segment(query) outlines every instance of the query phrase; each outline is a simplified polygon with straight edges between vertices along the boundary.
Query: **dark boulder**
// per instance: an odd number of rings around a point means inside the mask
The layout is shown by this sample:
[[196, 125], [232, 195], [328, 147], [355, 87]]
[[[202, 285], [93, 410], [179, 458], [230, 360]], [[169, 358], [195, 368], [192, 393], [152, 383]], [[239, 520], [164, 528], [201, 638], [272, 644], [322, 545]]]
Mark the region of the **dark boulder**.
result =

- PROBLEM TO SOLVE:
Please print the rows above unchanged, beginning with the first line and stopping after the line that contains "[[196, 125], [232, 195], [328, 147], [355, 87]]".

- SOLUTION FOR THIS TASK:
segment(query) outlines every instance of the query phrase; each outline is a simplified polygon with straight edges between vertices along the boundary.
Query: **dark boulder**
// per instance: an odd number of rings around a point means inside the mask
The layout is shown by this sample:
[[196, 125], [232, 195], [328, 147], [355, 87]]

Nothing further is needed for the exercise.